-- Work request --
Word for word, repeat each line of the listing below.

-- Data extract --
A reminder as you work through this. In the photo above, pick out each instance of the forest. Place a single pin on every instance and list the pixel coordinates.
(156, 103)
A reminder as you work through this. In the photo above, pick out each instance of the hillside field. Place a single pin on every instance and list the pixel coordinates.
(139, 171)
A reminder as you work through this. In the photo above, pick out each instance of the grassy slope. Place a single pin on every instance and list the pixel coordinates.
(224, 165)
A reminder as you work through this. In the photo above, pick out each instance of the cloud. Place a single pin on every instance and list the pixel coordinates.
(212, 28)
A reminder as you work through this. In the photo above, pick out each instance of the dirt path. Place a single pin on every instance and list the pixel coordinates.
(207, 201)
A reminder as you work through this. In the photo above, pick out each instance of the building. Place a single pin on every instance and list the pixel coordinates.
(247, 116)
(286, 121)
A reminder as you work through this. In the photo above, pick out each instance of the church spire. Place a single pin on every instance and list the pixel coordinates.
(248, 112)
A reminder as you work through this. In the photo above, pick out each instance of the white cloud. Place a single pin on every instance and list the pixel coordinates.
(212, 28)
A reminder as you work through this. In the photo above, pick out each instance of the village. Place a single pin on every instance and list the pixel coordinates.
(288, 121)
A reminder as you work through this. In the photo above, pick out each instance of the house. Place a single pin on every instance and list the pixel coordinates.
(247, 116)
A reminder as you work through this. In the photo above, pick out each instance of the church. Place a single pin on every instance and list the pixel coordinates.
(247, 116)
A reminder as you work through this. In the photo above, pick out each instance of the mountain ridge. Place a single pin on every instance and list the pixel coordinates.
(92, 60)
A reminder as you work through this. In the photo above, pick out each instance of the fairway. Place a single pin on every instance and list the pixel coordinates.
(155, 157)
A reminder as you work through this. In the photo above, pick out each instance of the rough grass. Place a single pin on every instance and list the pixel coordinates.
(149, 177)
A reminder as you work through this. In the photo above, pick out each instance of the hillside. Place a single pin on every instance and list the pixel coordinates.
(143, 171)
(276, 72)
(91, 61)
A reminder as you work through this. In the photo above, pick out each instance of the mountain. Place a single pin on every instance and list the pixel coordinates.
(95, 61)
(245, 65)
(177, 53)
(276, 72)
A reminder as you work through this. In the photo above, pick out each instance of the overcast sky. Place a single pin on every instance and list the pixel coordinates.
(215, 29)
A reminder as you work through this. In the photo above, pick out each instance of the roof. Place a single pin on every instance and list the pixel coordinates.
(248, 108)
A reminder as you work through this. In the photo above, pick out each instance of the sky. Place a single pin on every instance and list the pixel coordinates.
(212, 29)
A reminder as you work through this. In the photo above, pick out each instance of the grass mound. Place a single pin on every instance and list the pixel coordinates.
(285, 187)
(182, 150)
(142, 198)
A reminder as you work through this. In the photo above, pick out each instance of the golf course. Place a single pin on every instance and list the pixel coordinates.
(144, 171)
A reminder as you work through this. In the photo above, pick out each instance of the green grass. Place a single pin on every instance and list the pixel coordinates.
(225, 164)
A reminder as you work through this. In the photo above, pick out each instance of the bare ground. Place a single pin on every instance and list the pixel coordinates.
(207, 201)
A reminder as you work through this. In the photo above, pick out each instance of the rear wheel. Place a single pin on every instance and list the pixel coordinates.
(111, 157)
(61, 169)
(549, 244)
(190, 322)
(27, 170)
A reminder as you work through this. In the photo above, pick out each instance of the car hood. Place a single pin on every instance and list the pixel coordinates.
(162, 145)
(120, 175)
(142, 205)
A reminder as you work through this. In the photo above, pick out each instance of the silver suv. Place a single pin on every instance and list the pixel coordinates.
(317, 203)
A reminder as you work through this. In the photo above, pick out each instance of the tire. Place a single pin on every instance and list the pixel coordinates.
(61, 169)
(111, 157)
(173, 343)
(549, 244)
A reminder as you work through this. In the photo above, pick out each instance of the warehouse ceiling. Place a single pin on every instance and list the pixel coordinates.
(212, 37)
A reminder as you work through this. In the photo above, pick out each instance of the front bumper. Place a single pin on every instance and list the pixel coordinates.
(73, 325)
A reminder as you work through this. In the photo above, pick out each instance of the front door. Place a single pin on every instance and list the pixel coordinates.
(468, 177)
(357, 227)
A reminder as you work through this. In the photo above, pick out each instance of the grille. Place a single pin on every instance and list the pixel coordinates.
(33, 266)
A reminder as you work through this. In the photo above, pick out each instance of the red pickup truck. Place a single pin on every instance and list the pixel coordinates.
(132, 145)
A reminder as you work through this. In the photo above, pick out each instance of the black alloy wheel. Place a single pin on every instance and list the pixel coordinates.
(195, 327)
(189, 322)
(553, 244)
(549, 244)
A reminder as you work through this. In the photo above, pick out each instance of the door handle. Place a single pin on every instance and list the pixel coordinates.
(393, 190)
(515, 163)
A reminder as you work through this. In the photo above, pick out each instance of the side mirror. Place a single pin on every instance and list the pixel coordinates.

-- Exercise answer --
A reminder as you work through this. In the photo above, pick out each instance of the forest. Place a single pin on every instance and list the pixel coordinates.
(156, 103)
A reminder as you work through this. In the photo above, pick out each instance of the hillside field. Place a single pin on every instance and list the pixel coordinates.
(139, 171)
A reminder as you work through this. In the photo above, pick out each instance of the grassy slope. Place a single pin on every instance and list the pixel coordinates.
(224, 165)
A reminder as you work through this. In the photo above, pick out each instance of the cloud. Place a single pin on every instance and list the pixel coordinates.
(212, 28)
A reminder as you work through this. In the photo above, pick out each instance of the dirt path. Place a single pin on every instance and list the pixel coordinates.
(207, 201)
A reminder as you work through this. In the photo above, pick out each instance of the building. Place a single pin on every instance and list the pixel coordinates.
(247, 116)
(286, 121)
A reminder as you work through this. In the photo above, pick out each instance of the church spire. Place a single pin on every instance and list the pixel coordinates.
(248, 112)
A reminder as you work through this. In the photo above, pick out each instance of the white cloud. Place a single pin on every instance and list the pixel coordinates.
(212, 28)
A reminder as you work through this. In the photo above, pick out each instance of the village. Place a single pin on every instance and list the pixel coordinates.
(288, 121)
A reminder as you work through this. In the photo above, pick out each instance of the house. Place a single pin on every instance and list the pixel coordinates.
(247, 116)
A reminder as you work through this. In the photo above, pick out each instance of the church. Place a single pin on every instance and list the pixel coordinates.
(247, 116)
A reminder as you work through this. In the photo above, pick out each instance of the mountain ridge. Place a single pin on every instance and list the pixel coordinates.
(92, 60)
A reminder as you work through this. In the photo above, pick out each instance of the fairway. Place a single pin on every instance and list the pixel coordinates.
(155, 157)
A reminder as you work through this. In the photo above, pick out each instance of the rough grass. Place a single pin on every instance and list the pixel coordinates.
(149, 177)
A reminder as you work through this. In the photo above, pick out each instance of the hillside. Place a single pin on every instance and list the pixel coordinates.
(143, 171)
(276, 72)
(91, 61)
A reminder as you work through this. In the photo above, pick out each instance of the mountain. Place a single pin on every instance and list the pixel coordinates.
(95, 61)
(245, 65)
(177, 53)
(276, 72)
A reminder as you work through this. In the photo above, pick out each instance of the overcast sky. Place a single pin on every instance and list the pixel coordinates.
(215, 29)
A reminder as you work through this. In the photo above, pick out each instance of the roof. Place a single pin on every instance and list the pixel coordinates.
(248, 108)
A reminder as you work through this. In the photo above, pick out each instance of the sky. Place a single pin on every instance and list the pixel coordinates.
(212, 29)
A reminder as you work through this. In the photo above, pick out each instance of the grass mound. Place a single pin on every instance and list the pixel coordinates.
(285, 187)
(182, 150)
(142, 198)
A reminder as you work through this. In the photo above, pick out each instance of the golf course. Place a single pin on every instance and list the pixel coordinates.
(144, 171)
A reminder as you work through this. In the photo above, pick out each instance of the green grass. Place a single pin on every instance and list the pixel coordinates.
(225, 164)
A reminder as you work through this. In the photo above, pick out each instance of the bare ground. Place a single pin on every instance and list the pixel coordinates.
(207, 201)
A reminder as you work through this. In the photo above, pick out each instance of the rear wheel. Place a single pin on every instance and list the pixel coordinates.
(111, 157)
(61, 169)
(549, 244)
(190, 322)
(27, 170)
A reminder as you work through this. In the photo above, pick out each instance of the car hood. Place a single pin on every instance and list the pixel coordinates.
(162, 145)
(120, 175)
(142, 205)
A reminder as you work through this. In the photo above, pick out each instance of the silver suv. Place a single pin on every instance and list the pixel coordinates.
(317, 203)
A reminder as you work through this. In the photo above, pick out each instance of the tire. Place a single pin on every instance and list the pixel coordinates.
(61, 169)
(111, 157)
(173, 343)
(549, 244)
A reminder as you work through this. In the photo above, pick out each instance of the warehouse ceiling. Place a single pin on every instance and list the pixel coordinates.
(212, 37)
A reminder as you work through this. In the photo above, pick out each instance of the front bumper. Place a single pin on every instance and list the pixel coordinates.
(73, 325)
A reminder as you work through this. In the photo above, pick out each instance of the front door. Place a single pin on every instance and list the pixel coordinates.
(468, 177)
(357, 227)
A reminder as you work through this. In the photo above, pick out each instance of the grille. Place a single pin on every instance and list the pixel coordinates.
(33, 266)
A reminder as you work through this. In the photo above, pick out each instance of the red pickup truck. Place a single pin on every instance and list the pixel coordinates.
(132, 145)
A reminder as you work through this. In the photo above, pick out each instance of the black alloy wheel. Place a single pin on every instance and list the pixel coordinates.
(195, 327)
(189, 322)
(553, 244)
(549, 244)
A reminder as you work through this. In the photo above, pick out each instance of the door handle. Place a single pin on every instance and list the pixel coordinates.
(393, 190)
(515, 163)
A reminder as you work through this. In the photo above, pick out each instance of the side mirror. Place a single pin on every instance and list the pixel coordinates.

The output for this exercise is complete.